» Qué hacer
Retoma el texto sobre Fray Leopoldo en Granada a partir de su última oración y sigue escribiéndolo.

» Texto extraído
Su figura fue tan popular en la ciudad, que todos lo reconocían, sobre todo los niños; con ellos se quedaba explicándoles alguna página del Catecismo y con los adultos para escuchar sus problemas y sus preocupaciones. Fray Leopoldo había descubierto el mundo para distribuir a todos la Bondad Divina: recitar Las Tres Avemarías. Era su fórmula para entrelazar lo divino en lo humano.
Durante medio siglo, día a día, Fray Leopoldo recorrió la ciudad de Granada distribuyendo la limosna del amor, dando color a los días tristes de muchos, creando unidad y armonía, llevando a todos al encuentro con Dios, dando dignidad al trabajo cotidiano. Todas sus acciones y su manera de acercarse a la gente era siempre algo nuevo.

» Extractos de datos
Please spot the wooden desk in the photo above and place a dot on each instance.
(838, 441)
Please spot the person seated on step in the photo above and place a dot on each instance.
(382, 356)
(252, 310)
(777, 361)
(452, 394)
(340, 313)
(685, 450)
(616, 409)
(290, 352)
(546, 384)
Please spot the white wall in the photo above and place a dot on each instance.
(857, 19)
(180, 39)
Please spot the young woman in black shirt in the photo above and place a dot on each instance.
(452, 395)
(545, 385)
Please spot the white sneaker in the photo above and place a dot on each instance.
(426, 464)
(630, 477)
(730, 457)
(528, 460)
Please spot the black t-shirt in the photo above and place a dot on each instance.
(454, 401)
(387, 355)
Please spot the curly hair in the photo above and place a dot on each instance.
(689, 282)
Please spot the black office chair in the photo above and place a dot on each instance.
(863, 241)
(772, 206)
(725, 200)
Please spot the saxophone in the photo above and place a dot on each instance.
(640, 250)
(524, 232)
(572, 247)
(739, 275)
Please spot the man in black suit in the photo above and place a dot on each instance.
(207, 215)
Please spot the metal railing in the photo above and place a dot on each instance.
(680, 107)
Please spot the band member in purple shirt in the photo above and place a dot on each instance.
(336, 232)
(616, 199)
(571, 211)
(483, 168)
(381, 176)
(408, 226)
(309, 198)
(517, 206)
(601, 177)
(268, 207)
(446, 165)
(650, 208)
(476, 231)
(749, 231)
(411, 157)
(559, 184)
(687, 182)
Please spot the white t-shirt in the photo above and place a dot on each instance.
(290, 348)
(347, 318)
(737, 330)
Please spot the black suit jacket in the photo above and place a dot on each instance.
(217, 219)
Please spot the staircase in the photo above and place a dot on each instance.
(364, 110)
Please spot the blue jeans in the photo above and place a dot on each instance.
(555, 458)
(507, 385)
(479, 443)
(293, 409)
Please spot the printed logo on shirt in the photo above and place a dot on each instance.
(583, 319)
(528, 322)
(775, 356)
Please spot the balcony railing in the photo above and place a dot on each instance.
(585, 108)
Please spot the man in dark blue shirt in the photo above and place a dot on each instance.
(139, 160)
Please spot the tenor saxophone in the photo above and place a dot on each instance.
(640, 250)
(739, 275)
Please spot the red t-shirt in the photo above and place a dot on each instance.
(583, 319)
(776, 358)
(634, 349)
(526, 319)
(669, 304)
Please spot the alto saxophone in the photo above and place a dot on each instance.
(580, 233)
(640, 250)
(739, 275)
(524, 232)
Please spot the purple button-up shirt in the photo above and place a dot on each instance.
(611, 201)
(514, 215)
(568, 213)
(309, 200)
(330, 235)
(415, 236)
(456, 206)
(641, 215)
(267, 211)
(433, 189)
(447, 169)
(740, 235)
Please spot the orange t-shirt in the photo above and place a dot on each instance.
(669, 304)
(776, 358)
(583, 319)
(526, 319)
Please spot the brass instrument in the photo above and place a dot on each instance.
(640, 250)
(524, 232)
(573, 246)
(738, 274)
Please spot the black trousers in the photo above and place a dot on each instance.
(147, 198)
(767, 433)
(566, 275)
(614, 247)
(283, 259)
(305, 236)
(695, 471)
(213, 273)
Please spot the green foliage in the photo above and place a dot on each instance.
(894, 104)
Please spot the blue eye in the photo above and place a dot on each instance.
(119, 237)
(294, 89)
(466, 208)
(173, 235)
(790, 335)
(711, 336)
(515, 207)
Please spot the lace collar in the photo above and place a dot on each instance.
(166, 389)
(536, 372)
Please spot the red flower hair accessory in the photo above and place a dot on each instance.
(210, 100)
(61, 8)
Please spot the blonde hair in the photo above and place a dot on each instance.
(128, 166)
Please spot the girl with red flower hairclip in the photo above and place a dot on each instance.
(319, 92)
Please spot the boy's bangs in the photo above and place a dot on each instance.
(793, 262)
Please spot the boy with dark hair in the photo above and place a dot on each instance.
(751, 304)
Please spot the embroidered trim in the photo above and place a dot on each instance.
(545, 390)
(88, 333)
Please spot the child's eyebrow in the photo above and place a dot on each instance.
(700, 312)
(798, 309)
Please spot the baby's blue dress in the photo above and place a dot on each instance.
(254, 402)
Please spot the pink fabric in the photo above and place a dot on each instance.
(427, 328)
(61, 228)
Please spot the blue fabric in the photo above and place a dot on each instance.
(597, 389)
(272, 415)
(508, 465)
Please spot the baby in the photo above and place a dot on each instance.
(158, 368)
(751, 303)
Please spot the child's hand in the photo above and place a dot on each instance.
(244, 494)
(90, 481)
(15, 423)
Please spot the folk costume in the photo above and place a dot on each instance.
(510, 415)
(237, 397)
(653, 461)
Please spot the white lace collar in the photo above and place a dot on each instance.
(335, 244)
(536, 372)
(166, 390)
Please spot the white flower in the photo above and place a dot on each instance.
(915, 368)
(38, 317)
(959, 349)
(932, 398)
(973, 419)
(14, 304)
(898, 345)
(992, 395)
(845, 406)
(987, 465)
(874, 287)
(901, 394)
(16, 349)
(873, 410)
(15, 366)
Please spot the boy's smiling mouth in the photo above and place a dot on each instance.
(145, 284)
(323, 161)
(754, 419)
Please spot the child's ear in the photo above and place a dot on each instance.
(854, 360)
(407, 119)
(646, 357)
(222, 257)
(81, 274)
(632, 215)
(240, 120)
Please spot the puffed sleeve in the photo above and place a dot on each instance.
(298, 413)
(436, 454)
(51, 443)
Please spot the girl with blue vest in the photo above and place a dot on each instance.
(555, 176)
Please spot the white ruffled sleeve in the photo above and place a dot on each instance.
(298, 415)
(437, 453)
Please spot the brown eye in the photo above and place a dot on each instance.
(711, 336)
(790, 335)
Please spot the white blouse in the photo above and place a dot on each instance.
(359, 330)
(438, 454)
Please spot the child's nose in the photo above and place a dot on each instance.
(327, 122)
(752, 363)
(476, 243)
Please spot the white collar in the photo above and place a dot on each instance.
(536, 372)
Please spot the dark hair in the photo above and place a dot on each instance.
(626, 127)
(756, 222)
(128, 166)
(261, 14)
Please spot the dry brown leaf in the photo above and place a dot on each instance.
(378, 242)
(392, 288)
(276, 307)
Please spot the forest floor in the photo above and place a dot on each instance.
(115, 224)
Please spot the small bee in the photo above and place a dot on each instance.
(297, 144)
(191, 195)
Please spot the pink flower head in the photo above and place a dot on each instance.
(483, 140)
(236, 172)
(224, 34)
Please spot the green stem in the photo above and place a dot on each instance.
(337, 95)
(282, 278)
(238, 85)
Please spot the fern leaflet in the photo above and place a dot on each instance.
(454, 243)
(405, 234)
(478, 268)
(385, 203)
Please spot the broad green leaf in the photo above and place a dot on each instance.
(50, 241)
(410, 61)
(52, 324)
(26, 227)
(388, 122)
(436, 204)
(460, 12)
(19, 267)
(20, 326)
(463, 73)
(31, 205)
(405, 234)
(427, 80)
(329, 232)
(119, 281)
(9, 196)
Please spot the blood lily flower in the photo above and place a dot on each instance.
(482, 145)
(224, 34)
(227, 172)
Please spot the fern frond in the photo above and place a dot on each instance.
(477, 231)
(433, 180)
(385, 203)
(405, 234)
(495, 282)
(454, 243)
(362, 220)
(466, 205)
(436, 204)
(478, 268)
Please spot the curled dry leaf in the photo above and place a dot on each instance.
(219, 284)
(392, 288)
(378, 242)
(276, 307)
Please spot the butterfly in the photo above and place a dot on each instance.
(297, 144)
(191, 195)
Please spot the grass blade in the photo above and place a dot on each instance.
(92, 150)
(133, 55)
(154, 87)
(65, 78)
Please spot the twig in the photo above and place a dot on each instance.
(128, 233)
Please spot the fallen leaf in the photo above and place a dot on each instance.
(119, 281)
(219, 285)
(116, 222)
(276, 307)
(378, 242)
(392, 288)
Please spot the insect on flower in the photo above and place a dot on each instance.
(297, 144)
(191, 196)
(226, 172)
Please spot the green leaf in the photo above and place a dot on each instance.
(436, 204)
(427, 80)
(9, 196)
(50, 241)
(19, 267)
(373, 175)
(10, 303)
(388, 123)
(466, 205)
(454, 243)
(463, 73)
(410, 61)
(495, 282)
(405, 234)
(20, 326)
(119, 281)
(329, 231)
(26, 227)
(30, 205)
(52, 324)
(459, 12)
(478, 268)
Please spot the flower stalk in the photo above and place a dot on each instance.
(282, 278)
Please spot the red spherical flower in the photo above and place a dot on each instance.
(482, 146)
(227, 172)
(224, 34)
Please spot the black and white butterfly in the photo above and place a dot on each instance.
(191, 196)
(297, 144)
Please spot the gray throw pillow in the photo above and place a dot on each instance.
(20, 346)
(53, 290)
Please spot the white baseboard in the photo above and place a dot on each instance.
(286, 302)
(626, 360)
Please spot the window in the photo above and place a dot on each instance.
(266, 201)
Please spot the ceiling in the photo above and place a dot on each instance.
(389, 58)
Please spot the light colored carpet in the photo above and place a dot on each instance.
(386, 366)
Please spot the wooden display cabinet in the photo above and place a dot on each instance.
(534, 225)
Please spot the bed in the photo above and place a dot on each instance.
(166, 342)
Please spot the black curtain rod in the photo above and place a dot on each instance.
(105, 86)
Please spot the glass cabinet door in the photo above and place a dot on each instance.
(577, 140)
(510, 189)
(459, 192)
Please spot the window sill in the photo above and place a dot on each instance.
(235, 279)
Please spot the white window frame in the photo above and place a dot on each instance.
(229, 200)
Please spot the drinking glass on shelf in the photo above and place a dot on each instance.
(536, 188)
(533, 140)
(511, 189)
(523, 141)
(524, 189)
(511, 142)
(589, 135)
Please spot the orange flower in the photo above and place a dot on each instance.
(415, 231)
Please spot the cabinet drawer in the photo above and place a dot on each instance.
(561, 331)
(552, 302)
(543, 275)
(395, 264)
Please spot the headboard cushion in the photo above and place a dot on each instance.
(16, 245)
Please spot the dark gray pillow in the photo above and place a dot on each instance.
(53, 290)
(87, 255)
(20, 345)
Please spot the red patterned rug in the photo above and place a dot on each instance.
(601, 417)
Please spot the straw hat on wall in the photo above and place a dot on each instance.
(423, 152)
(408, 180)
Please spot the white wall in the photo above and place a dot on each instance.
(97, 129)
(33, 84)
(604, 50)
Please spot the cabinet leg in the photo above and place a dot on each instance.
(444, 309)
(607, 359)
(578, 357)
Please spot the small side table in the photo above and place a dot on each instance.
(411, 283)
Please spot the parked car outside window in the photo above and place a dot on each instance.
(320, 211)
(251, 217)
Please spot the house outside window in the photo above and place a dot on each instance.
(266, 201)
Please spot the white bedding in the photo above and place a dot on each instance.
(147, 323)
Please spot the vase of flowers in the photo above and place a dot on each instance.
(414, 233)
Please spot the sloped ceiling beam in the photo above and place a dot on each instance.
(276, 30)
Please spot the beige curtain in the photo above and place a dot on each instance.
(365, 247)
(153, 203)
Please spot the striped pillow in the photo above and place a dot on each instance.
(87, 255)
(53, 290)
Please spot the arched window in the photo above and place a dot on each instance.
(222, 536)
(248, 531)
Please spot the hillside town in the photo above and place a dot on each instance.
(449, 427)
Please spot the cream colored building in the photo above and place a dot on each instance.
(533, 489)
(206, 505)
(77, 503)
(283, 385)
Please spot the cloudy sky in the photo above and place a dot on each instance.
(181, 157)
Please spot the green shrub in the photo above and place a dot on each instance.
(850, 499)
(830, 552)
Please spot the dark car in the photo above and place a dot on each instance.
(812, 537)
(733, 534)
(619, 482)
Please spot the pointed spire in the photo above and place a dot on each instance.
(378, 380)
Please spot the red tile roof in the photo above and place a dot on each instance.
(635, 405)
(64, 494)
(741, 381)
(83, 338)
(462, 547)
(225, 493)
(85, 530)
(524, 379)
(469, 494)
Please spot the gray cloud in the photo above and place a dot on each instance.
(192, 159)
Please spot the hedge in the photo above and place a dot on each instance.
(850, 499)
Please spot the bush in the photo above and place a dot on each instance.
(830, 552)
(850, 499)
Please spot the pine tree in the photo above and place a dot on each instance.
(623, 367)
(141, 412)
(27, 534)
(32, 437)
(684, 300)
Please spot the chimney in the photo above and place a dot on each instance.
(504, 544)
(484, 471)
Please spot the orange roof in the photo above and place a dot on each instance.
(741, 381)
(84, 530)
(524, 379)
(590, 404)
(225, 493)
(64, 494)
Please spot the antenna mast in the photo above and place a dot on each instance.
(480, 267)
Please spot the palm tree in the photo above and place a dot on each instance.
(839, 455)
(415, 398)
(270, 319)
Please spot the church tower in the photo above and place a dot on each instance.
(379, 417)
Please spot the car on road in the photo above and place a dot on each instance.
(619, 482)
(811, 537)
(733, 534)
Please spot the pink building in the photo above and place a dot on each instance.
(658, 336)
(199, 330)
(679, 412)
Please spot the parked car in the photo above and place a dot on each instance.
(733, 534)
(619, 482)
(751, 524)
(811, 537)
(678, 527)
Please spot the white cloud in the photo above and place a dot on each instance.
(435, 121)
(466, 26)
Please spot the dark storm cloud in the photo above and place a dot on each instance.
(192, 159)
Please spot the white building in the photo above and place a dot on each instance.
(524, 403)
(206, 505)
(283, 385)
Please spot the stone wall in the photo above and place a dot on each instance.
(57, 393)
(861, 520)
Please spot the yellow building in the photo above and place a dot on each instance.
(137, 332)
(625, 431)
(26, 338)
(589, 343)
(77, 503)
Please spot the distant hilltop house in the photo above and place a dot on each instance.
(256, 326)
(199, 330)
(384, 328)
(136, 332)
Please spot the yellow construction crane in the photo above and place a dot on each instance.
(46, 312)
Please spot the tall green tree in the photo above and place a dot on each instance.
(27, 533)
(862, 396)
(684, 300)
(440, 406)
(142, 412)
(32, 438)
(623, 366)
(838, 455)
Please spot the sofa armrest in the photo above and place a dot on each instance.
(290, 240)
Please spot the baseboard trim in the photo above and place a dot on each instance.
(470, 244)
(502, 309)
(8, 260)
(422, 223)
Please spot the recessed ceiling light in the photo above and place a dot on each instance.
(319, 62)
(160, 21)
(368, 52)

» Resultado del ejercicio
No todo fue fácil para él, ni sin dificultad. En efecto, Fray Leopoldo ejerció su trabajo de limosnero en una época en la cual en España soplaban vientos anticlericales y cuanto sabía a religión era mal visto, si no perseguido. Era el tiempo la Segunda República en primer lugar y de la Guerra Civil después. Siete mil fueron los religiosos y los sacerdotes asesinados por el único motivo de ser tales. En su camino cotidiano de limosnero, Fray Leopoldo tuvo que sufrir mucho y no pocas veces fue insultado malamente: «¡Holgazán, pronto te pondremos la soga al cuello!». «¡Vagabundo -le gritaban-, trabaja en lugar de andar buscando limosna!». «¡Prepárate que iremos a cortarte el cuello!». Experimentó este clima hostil y, parafraseando el Evangelio, decía: «¡Pobrecillos, no tengo más que compasión de ellos, porque no saben lo que dicen!».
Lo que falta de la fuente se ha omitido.